++++ Exercise text ++++

(RxWiki News) Gravity and bodily wear-and-tear have their effects. In some women who are growing older or who have given birth, those effects eventually may cause the pelvic organs to prolapse.
Surgery to reposition these organs is often done along with a separate operation to relieve urinary incontinence – the loss of bladder control that can be triggered by dislocated pelvic organs.
Both operations may be temporary fixes for many women, according to a new study.
As the United States’ increasingly aging women are projected to seek more and more of such surgeries, future medical innovations aimed at repairing what is known as pelvic organ prolapse should be analyzed beforehand to measure their prospects of long-range success, the researchers concluded.
"Ask your gynecologist about pelvic surgery."
In a prolapsed pelvis, the vaginal walls bulge or slip out of their normal place, sometimes shifting or putting pressure on the bladder.
Ingrid Nyaard, MD, a University of Utah gynecologist and surgeon, led the study of hundreds of women who had one or both of the operations.
The first surgery involves inserting mesh under the pelvis to support and restore it to its original position. In the second surgery, the bladder is lifted and stitched back into place to lessen urinary incontinence.
The researchers followed 215 women for several years following surgery. Of that group, 104 women had undergone surgery consisting only of inserting mesh to lift collapsed pelvic organs. The remaining 111 women were given the mesh inserts, then had the bladder restored to its original position.

++++ Records shown ++++

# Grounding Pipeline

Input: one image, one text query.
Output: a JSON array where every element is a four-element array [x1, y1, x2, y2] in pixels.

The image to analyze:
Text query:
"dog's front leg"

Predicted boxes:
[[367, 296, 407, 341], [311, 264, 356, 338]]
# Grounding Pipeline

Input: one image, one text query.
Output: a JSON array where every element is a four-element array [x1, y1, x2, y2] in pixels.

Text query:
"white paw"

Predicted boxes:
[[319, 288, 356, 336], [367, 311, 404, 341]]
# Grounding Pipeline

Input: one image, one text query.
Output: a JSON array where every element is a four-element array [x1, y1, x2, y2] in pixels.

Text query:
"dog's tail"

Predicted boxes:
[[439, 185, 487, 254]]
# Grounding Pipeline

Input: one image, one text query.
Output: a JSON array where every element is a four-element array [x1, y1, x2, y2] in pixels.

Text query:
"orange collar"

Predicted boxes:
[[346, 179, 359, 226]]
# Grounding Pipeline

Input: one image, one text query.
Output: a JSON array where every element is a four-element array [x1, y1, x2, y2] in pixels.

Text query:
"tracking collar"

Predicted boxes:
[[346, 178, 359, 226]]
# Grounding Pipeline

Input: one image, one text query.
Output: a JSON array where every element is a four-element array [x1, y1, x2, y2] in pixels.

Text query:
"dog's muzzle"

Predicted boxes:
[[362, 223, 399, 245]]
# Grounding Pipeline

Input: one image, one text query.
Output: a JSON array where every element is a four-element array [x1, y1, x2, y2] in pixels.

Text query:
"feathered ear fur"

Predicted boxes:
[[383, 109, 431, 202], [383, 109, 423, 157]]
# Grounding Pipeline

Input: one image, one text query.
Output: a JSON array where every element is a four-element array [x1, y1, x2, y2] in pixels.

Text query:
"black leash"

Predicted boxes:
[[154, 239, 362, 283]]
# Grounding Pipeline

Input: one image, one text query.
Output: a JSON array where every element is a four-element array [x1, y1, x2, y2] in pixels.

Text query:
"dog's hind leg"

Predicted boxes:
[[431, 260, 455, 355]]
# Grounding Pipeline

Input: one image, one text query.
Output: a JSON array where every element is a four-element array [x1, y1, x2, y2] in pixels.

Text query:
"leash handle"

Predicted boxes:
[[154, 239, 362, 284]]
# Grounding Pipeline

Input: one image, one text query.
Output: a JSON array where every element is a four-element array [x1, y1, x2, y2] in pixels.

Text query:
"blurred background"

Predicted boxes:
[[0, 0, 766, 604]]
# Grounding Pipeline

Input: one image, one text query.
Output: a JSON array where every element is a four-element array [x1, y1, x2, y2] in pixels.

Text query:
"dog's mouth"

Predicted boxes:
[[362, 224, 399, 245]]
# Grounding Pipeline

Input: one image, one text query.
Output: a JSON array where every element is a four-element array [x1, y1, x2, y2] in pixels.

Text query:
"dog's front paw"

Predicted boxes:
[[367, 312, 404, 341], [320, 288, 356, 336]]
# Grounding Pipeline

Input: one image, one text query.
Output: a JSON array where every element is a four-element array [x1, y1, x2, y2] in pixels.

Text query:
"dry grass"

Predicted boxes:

++++

**Activity list**
**a)** Reproduce the stretch of the pelvic prolapse surgery article from "Surgery to reposition" through "a new study.".
**b)** Write the next part of the pelvic prolapse surgery article, beginning right after its last sentence.

**Exercise answers**
**a)**
Surgery to reposition these organs is often done along with a separate operation to relieve urinary incontinence – the loss of bladder control that can be triggered by dislocated pelvic organs.
Both operations may be temporary fixes for many women, according to a new study.

**b)**
After seven years of being monitored, 27 percent of the women who had both procedures showed physical signs that their pelvic organs had returned to their pre-surgical prolapsed position, the researchers found.
Of the group that had only the supportive mesh inserted, 22 percent of women experienced physical signs that the benefits of surgery were reversing themselves.
Also during those seven years, problems with incontinence returned for 62 percent of women who had both surgeries, and 72 percent of women who only had mesh inserted.
Even so, said Tristi Muir, MD, a University of Texas Medical Branch gynecologist and reconstructive surgeon, women whose prolapse surgeries are not a total fix rarely return to where they were before the operation.
"As surgeon[s], we are challenged to restore the fallen structures in anatomy and function and provide durability of the repair while the woman continues to live life," said Dr. Muir, a Galveston-based physician and professor. "Understanding the long-term durability and complications is vital to appropriate counseling of women when they are considering surgery. This information is also critical in allowing us to continue to improve our procedures.
"Fortunately," she continued, "while recurrence or prolapse or incontinence may occur with time, it is frequently not as severe as it was prior to surgery and many women do not require another surgery."
The researchers wrote that they expect research on mesh to be ongoing and that new and better devices – mesh and non-mesh – to repair prolapsed pelvises will be developed. Those new tools should undergo at least five years worth of medical trials to measure their effectiveness before they are used on female patients, researchers said.
"We found that complications related to synthetic mesh continue to occur over time,” the authors wrote.
More than a quarter-million women in the United States—up to almost 20 percent of those who are affected by the disorder—have surgery to correct pelvic prolapse each year, the researchers said.
The researchers added that 21 surgeons at seven different locations had patients in the study. The study did not take into account how different operating room techniques and levels of surgical skill affected the long-term outcomes of the surgery.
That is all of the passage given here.